• WHAT TO DO: Take the line that has "Task: locate the yellow" in it and every line after it to the end of the entries, and reproduce them exactly.

• STORED DATA:
========================================

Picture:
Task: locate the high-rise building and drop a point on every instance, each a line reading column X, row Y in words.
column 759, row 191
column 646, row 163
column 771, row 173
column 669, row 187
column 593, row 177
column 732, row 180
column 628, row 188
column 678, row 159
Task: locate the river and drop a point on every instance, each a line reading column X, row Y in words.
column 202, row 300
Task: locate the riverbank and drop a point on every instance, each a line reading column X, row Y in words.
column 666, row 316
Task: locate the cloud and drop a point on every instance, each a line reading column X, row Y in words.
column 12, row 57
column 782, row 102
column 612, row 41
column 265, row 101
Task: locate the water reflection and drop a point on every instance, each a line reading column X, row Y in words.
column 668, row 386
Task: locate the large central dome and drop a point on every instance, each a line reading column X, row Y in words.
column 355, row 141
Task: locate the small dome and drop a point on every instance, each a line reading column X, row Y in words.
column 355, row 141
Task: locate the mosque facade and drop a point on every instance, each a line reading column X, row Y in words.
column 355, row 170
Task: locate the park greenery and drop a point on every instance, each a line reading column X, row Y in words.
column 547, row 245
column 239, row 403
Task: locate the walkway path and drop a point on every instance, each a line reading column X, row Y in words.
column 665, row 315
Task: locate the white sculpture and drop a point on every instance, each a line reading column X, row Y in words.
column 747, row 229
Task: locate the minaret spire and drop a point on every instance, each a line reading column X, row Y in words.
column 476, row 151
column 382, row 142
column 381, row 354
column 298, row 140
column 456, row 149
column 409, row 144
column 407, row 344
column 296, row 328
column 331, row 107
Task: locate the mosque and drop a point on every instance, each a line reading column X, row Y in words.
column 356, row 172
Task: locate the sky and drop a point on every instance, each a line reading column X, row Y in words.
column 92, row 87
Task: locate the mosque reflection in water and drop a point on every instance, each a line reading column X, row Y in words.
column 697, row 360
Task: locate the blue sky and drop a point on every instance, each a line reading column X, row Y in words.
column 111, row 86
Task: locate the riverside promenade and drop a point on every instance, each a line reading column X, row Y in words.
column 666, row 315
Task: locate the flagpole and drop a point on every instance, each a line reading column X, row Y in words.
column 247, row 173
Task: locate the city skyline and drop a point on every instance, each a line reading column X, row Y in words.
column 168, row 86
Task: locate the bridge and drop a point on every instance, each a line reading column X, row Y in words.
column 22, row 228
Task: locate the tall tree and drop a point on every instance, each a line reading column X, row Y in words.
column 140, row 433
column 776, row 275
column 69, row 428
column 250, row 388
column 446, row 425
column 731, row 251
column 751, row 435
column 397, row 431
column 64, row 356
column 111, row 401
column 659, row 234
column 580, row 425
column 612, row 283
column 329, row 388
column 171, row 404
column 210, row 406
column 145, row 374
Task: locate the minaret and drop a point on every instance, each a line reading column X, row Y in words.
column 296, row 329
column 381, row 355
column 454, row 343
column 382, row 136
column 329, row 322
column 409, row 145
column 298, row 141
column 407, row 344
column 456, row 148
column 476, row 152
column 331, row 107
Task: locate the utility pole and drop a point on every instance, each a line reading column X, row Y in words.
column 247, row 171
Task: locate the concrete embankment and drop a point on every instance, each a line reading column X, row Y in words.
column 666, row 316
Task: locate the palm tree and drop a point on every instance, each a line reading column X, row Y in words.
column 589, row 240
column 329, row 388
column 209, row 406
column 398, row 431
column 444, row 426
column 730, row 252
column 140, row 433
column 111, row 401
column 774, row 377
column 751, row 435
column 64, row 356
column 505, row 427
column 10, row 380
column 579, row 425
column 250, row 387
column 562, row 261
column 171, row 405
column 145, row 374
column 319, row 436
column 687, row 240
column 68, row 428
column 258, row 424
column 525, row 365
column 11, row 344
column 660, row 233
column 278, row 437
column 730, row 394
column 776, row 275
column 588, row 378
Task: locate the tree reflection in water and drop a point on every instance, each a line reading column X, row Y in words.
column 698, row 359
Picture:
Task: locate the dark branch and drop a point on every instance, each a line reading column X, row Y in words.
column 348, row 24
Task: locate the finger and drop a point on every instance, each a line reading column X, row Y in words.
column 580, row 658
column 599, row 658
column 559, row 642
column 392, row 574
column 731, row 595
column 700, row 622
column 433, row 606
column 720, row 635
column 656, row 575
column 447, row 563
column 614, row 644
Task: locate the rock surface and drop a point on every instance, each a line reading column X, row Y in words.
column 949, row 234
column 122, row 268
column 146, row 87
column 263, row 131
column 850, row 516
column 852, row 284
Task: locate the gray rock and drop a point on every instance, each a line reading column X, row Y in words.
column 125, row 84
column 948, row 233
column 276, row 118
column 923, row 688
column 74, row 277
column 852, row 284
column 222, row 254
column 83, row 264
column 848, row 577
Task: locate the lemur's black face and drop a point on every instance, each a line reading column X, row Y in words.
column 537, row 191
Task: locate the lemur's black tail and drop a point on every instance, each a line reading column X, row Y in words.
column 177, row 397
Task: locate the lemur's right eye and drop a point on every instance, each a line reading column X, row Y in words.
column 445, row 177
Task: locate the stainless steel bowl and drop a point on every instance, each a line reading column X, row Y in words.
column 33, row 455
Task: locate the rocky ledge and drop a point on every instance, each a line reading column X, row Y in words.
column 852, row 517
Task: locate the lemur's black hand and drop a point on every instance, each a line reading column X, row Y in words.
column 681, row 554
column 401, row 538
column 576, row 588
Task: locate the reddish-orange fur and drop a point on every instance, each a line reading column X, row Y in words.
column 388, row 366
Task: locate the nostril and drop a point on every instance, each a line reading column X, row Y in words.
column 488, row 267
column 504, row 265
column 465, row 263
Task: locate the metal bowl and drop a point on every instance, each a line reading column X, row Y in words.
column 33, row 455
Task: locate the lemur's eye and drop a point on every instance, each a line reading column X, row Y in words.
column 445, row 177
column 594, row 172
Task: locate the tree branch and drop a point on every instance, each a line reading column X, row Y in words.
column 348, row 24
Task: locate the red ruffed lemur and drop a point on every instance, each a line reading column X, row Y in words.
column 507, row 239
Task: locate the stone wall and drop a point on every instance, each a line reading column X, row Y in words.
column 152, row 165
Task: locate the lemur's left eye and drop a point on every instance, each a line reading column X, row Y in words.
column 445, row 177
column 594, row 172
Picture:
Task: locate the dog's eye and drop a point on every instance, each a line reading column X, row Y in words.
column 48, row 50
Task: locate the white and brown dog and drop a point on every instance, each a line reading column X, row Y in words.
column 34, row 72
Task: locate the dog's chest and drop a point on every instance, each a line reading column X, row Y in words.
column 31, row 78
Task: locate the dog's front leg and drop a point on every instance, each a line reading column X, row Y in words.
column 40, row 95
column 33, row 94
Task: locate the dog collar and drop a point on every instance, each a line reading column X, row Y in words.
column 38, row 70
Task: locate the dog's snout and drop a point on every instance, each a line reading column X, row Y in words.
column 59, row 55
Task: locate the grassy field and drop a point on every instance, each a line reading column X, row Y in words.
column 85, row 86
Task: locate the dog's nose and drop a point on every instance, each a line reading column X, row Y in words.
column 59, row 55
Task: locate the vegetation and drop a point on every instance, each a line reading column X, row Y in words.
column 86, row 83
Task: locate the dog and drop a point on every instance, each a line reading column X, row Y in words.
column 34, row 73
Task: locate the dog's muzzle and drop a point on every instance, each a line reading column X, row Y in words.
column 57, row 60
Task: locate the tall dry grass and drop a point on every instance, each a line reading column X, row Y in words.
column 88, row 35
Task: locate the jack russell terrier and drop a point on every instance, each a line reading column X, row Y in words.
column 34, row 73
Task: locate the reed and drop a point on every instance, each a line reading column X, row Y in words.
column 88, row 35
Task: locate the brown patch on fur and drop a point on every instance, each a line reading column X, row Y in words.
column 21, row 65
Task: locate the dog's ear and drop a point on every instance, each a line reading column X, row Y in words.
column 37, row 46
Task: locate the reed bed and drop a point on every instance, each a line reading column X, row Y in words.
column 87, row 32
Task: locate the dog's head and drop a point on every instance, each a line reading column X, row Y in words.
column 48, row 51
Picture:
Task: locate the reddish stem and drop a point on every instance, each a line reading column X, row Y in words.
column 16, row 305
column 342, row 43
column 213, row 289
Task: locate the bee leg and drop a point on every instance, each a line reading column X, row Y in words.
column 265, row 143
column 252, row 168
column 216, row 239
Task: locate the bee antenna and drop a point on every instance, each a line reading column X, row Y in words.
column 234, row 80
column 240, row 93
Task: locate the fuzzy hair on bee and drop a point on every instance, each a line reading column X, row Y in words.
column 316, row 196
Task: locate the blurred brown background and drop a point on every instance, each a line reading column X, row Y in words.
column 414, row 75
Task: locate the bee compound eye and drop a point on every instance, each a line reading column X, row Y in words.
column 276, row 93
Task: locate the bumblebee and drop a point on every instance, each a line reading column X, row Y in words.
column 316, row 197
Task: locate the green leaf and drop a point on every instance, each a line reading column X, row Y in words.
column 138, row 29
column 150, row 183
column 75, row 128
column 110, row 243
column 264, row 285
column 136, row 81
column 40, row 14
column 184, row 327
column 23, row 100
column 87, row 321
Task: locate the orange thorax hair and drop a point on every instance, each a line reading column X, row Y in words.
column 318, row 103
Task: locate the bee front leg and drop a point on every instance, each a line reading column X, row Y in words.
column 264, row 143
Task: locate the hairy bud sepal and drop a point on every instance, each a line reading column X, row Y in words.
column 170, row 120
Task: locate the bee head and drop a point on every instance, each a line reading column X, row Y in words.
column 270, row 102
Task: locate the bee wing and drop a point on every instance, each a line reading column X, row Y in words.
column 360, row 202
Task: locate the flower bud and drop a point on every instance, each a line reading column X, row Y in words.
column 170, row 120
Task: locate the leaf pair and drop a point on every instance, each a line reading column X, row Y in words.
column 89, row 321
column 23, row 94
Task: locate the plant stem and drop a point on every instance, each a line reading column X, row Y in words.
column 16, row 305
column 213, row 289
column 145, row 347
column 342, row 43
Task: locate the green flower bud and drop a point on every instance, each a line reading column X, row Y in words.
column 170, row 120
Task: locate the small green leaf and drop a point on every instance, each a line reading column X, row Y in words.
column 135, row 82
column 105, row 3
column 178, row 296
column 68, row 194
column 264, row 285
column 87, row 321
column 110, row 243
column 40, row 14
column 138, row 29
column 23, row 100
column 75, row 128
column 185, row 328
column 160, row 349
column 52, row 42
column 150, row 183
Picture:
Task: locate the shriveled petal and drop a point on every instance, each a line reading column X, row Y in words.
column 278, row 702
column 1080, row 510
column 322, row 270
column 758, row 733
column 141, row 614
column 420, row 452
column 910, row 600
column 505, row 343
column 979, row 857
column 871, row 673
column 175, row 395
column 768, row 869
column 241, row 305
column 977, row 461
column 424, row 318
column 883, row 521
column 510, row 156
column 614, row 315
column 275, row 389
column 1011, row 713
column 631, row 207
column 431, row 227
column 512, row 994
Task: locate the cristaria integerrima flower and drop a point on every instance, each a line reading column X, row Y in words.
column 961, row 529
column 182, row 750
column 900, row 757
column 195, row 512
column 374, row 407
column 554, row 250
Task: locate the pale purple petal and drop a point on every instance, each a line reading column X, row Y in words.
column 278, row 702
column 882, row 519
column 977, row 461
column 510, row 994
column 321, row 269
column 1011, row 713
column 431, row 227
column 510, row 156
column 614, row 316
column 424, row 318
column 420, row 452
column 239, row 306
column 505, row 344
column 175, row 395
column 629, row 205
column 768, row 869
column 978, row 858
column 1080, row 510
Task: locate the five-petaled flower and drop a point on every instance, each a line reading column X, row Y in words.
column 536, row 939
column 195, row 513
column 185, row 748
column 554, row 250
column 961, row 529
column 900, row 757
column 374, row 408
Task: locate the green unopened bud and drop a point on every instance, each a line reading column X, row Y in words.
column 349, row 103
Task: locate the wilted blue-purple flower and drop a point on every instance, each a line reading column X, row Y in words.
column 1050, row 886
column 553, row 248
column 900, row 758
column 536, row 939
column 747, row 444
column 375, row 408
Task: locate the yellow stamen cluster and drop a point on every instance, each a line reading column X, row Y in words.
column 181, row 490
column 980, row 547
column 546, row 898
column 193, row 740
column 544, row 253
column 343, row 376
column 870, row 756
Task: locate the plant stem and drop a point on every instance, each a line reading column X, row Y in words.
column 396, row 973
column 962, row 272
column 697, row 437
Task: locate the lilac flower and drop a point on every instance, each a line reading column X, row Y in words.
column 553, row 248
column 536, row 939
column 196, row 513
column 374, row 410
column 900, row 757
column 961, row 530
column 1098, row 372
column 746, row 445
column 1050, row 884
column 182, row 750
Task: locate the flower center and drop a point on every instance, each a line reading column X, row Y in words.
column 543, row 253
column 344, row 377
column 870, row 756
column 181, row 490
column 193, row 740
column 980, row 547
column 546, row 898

========================================

• EXPECTED OUTPUT:
Task: locate the yellow stamen cluster and drop a point on every instance, each a line reading column X, row Y in words.
column 181, row 490
column 980, row 547
column 546, row 898
column 193, row 740
column 544, row 253
column 343, row 376
column 870, row 756
Task: locate the plant stem and drop a point on every instance, each a line reading column X, row Y in words.
column 396, row 973
column 962, row 272
column 697, row 437
Task: locate the lilac flower and drop a point on every instance, each a line reading column X, row Y in words.
column 553, row 248
column 536, row 939
column 196, row 513
column 374, row 410
column 900, row 757
column 961, row 530
column 1098, row 372
column 746, row 445
column 1050, row 884
column 182, row 750
Task: locate the flower center and drop a point on every instance, each a line reading column X, row Y in words.
column 543, row 253
column 344, row 377
column 870, row 756
column 181, row 490
column 193, row 740
column 980, row 547
column 546, row 898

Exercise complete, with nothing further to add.